Problem description - Rewrite the material from the line containing "Annotation guideline. For" through the line containing "<point>201,120</point>", both included, as a numbered list with blank lines omitted. Include no other lines.

Records for the exercise -
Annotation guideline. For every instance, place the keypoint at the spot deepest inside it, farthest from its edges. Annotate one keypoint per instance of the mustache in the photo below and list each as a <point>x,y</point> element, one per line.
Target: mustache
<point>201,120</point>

...

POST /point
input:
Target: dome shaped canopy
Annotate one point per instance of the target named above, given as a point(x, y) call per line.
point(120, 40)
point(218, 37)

Result below -
1. Annotation guideline. For every instance, place the keypoint at the spot deepest inside it, farthest from its edges. Annotate one keypoint per instance of the mustache in the photo below and list each as a <point>x,y</point> element, one per line.
2. Target: mustache
3. <point>201,120</point>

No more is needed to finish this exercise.